BEGIN DATA TO USE

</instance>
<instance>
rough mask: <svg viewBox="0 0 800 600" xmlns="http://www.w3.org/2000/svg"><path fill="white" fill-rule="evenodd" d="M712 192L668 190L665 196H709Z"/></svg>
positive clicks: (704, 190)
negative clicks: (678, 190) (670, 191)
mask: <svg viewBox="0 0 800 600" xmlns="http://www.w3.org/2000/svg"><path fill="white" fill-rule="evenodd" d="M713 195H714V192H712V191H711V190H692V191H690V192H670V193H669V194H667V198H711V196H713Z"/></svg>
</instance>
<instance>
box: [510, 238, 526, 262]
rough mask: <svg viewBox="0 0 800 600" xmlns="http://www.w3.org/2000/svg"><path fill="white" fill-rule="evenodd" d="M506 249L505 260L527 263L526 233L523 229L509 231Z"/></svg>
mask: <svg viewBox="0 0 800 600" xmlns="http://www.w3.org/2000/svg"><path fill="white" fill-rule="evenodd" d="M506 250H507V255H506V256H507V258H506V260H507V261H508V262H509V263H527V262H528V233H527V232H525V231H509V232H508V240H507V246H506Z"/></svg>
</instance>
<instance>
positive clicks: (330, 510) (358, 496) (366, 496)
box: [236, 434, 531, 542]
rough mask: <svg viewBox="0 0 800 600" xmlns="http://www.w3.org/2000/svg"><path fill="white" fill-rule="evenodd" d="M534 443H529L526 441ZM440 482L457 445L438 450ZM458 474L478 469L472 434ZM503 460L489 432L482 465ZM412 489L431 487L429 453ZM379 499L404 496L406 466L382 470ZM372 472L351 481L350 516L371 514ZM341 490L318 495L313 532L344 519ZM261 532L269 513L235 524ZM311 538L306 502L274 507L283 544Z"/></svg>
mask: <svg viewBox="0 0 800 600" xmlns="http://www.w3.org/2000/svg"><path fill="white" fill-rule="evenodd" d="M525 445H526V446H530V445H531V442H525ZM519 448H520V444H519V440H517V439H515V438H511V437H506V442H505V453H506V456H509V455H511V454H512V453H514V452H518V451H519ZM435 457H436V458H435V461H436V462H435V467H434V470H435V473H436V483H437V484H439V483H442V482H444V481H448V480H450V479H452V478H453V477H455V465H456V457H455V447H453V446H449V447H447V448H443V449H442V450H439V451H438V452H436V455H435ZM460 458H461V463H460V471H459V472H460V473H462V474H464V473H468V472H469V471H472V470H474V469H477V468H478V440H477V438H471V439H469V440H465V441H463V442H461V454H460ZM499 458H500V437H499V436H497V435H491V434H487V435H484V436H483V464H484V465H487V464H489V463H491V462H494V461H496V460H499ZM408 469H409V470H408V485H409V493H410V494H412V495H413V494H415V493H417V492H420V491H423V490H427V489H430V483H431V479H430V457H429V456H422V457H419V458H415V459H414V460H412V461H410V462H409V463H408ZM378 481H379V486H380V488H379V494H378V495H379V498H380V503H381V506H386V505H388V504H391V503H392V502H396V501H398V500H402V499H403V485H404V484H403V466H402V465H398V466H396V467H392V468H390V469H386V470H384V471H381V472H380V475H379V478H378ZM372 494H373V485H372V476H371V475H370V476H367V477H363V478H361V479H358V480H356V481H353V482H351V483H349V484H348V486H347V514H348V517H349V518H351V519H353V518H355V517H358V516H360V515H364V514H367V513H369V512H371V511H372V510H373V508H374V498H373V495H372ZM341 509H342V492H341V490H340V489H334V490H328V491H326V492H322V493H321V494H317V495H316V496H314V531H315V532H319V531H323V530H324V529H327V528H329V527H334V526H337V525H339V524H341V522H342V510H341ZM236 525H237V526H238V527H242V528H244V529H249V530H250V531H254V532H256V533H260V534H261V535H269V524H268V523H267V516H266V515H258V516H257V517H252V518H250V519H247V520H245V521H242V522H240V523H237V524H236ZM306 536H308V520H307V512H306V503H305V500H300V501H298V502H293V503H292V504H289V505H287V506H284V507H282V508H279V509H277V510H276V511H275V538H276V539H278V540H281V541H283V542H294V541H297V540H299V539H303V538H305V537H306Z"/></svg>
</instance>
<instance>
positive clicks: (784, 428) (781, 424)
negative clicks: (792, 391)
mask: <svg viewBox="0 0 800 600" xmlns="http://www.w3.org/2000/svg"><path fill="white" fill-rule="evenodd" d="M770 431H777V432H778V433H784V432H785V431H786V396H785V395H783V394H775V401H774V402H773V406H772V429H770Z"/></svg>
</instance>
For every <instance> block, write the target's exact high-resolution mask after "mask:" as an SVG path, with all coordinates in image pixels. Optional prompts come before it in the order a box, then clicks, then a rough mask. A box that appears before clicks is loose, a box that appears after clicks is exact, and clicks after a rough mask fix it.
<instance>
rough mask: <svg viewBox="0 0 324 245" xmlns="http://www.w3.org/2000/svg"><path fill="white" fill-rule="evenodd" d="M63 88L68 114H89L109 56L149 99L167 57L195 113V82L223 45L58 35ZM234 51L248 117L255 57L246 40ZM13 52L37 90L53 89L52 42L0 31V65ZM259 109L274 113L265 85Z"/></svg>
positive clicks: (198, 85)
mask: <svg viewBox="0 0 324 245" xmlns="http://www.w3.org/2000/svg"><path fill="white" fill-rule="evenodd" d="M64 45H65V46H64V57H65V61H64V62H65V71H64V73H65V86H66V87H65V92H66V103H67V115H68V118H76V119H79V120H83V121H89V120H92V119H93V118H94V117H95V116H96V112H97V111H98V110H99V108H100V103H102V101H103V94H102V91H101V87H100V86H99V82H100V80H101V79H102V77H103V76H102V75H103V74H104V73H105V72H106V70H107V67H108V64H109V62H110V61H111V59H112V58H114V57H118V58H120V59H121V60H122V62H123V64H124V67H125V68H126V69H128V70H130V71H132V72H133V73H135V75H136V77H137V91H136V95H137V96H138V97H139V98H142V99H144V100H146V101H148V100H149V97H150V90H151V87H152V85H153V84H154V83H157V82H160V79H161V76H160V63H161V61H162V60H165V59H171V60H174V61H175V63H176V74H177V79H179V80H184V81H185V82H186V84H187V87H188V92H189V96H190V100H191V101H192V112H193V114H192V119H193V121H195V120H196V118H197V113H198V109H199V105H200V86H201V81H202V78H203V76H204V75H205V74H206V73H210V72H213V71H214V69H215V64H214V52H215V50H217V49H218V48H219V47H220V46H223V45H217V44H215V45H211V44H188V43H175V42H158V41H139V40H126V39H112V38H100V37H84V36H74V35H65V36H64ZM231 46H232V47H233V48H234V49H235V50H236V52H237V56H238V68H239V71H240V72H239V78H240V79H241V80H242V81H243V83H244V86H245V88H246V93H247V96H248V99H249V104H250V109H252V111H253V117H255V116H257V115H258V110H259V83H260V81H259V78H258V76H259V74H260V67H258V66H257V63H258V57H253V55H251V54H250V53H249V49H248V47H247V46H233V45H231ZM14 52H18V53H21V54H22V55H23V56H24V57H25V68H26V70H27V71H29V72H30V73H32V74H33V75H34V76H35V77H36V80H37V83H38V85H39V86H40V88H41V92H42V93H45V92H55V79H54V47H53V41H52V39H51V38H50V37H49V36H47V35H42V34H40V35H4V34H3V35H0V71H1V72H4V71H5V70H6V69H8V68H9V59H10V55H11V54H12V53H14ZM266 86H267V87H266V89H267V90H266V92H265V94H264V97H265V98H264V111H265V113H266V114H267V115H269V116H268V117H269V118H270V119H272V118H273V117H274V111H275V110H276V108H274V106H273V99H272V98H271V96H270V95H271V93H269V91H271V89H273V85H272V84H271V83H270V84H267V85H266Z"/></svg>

END DATA TO USE

→ **EXERCISE PROMPT**: The records must be given again in full, exactly as they were written.

→ **RESULT OF THE EXERCISE**:
</instance>
<instance>
rough mask: <svg viewBox="0 0 800 600" xmlns="http://www.w3.org/2000/svg"><path fill="white" fill-rule="evenodd" d="M712 192L668 190L665 196H709Z"/></svg>
positive clicks: (704, 190)
negative clicks: (678, 190) (670, 191)
mask: <svg viewBox="0 0 800 600" xmlns="http://www.w3.org/2000/svg"><path fill="white" fill-rule="evenodd" d="M713 195H714V192H712V191H711V190H692V191H690V192H670V193H669V194H667V198H711V196H713Z"/></svg>
</instance>
<instance>
box: [510, 238, 526, 262]
rough mask: <svg viewBox="0 0 800 600" xmlns="http://www.w3.org/2000/svg"><path fill="white" fill-rule="evenodd" d="M506 249L505 260L527 263L526 233L523 229L509 231Z"/></svg>
mask: <svg viewBox="0 0 800 600" xmlns="http://www.w3.org/2000/svg"><path fill="white" fill-rule="evenodd" d="M506 250H507V255H506V256H507V258H506V260H507V261H508V262H509V263H527V262H528V233H527V232H525V231H509V232H508V240H507V246H506Z"/></svg>
</instance>
<instance>
positive clicks: (330, 510) (358, 496) (366, 496)
box: [236, 434, 531, 542]
rough mask: <svg viewBox="0 0 800 600" xmlns="http://www.w3.org/2000/svg"><path fill="white" fill-rule="evenodd" d="M534 443H529L526 441ZM440 482L457 445L438 450ZM458 474L478 469L472 434ZM503 460L489 432L482 465ZM412 489L431 487L429 453ZM379 499L404 496L406 466L382 470ZM372 472L351 481L350 516L371 514ZM341 490L318 495L313 532L344 519ZM261 532L269 513L235 524ZM311 538L306 502L274 507L283 544Z"/></svg>
mask: <svg viewBox="0 0 800 600" xmlns="http://www.w3.org/2000/svg"><path fill="white" fill-rule="evenodd" d="M525 445H526V446H530V445H531V442H525ZM519 448H520V444H519V440H517V439H515V438H511V437H506V442H505V453H506V456H509V455H511V454H512V453H514V452H518V451H519ZM435 457H436V458H435V461H436V462H435V467H434V470H435V473H436V483H437V484H439V483H442V482H444V481H448V480H450V479H452V478H453V477H455V465H456V457H455V447H453V446H449V447H447V448H443V449H442V450H439V451H438V452H436V455H435ZM460 458H461V463H460V471H459V472H460V473H462V474H464V473H468V472H469V471H472V470H474V469H477V468H478V440H477V438H471V439H469V440H465V441H463V442H461V454H460ZM499 458H500V437H499V436H497V435H491V434H487V435H484V436H483V464H484V465H487V464H489V463H491V462H494V461H496V460H499ZM408 469H409V470H408V485H409V493H410V494H412V495H413V494H415V493H417V492H420V491H423V490H427V489H430V483H431V479H430V457H429V456H422V457H419V458H415V459H414V460H412V461H410V462H409V463H408ZM378 481H379V486H380V488H379V494H378V495H379V498H380V503H381V506H386V505H388V504H391V503H392V502H396V501H398V500H402V499H403V485H404V484H403V466H402V465H398V466H396V467H392V468H390V469H386V470H384V471H381V472H380V475H379V478H378ZM372 494H373V485H372V476H371V475H370V476H367V477H363V478H361V479H358V480H356V481H353V482H351V483H349V484H348V486H347V514H348V517H349V518H351V519H353V518H355V517H358V516H360V515H364V514H367V513H369V512H371V511H372V510H373V508H374V498H373V495H372ZM341 509H342V492H341V490H340V489H334V490H328V491H326V492H322V493H321V494H317V495H316V496H314V531H315V532H319V531H323V530H324V529H327V528H329V527H334V526H337V525H339V524H341V522H342V510H341ZM236 525H237V526H238V527H242V528H244V529H249V530H250V531H254V532H256V533H260V534H261V535H269V524H268V523H267V516H266V515H258V516H257V517H252V518H250V519H247V520H245V521H242V522H240V523H237V524H236ZM306 536H308V520H307V512H306V503H305V500H300V501H298V502H293V503H292V504H289V505H287V506H284V507H282V508H279V509H277V510H276V511H275V538H276V539H278V540H281V541H283V542H294V541H297V540H299V539H303V538H305V537H306Z"/></svg>
</instance>
<instance>
positive clicks: (784, 428) (781, 424)
negative clicks: (792, 391)
mask: <svg viewBox="0 0 800 600" xmlns="http://www.w3.org/2000/svg"><path fill="white" fill-rule="evenodd" d="M770 431H777V432H778V433H784V432H785V431H786V396H785V395H783V394H775V401H774V402H773V406H772V429H770Z"/></svg>
</instance>
For every <instance> block, write the target's exact high-resolution mask after "mask:" as an SVG path, with all coordinates in image pixels. Optional prompts come before it in the order a box, then clicks, then a rough mask. A box that appears before clicks is loose, a box that appears after clicks is exact, and clicks after a rough mask fix it.
<instance>
rough mask: <svg viewBox="0 0 324 245" xmlns="http://www.w3.org/2000/svg"><path fill="white" fill-rule="evenodd" d="M63 88L68 114H89L109 56L149 99L167 57L195 113V82L223 45L58 35ZM234 51L248 117L255 57L246 40ZM13 52L37 90L53 89L52 42L0 31V65ZM259 109L274 113L265 85Z"/></svg>
positive clicks: (198, 85)
mask: <svg viewBox="0 0 324 245" xmlns="http://www.w3.org/2000/svg"><path fill="white" fill-rule="evenodd" d="M64 45H65V46H64V57H65V61H64V62H65V71H64V73H65V86H66V87H65V92H66V103H67V115H68V118H76V119H79V120H83V121H89V120H92V119H93V118H94V117H95V116H96V112H97V111H98V110H99V108H100V103H102V101H103V94H102V91H101V87H100V86H99V82H100V80H101V79H102V77H103V76H102V75H103V74H104V73H105V72H106V70H107V67H108V64H109V62H110V61H111V59H112V58H114V57H118V58H120V59H121V60H122V62H123V64H124V67H125V68H126V69H128V70H130V71H132V72H133V73H135V75H136V77H137V91H136V95H137V96H138V97H139V98H142V99H144V100H146V101H148V100H149V97H150V90H151V87H152V85H153V84H154V83H157V82H160V79H161V76H160V63H161V61H162V60H165V59H171V60H174V61H175V63H176V74H177V79H179V80H184V81H185V82H186V84H187V87H188V92H189V96H190V100H191V101H192V112H193V114H192V119H193V121H195V120H196V118H197V113H198V109H199V105H200V86H201V81H202V78H203V76H204V75H205V74H206V73H210V72H213V71H214V69H215V64H214V52H215V50H217V49H218V48H219V47H220V46H223V45H217V44H215V45H211V44H188V43H175V42H158V41H139V40H126V39H112V38H100V37H84V36H74V35H65V36H64ZM231 46H232V47H233V48H234V49H235V50H236V52H237V56H238V68H239V71H240V72H239V78H240V79H241V80H242V81H243V83H244V86H245V88H246V93H247V96H248V99H249V104H250V109H252V111H253V117H255V116H257V115H258V110H259V83H260V81H259V78H258V76H259V74H260V67H258V66H257V63H258V57H253V55H251V54H250V53H249V49H248V47H247V46H233V45H231ZM14 52H18V53H21V54H22V55H23V56H24V57H25V68H26V70H27V71H29V72H30V73H32V74H33V75H34V76H35V77H36V80H37V83H38V85H39V86H40V88H41V92H42V93H45V92H55V79H54V47H53V41H52V39H51V38H50V37H49V36H47V35H42V34H40V35H4V34H3V35H0V71H1V72H4V71H5V70H6V69H8V68H9V59H10V55H11V54H12V53H14ZM266 86H267V87H266V89H267V90H266V92H265V94H264V97H265V98H264V111H265V113H266V114H267V115H269V116H268V117H269V118H270V119H272V118H273V117H274V111H275V110H276V108H274V106H273V99H272V98H271V96H270V95H271V93H269V91H271V89H273V85H272V84H271V83H270V84H267V85H266Z"/></svg>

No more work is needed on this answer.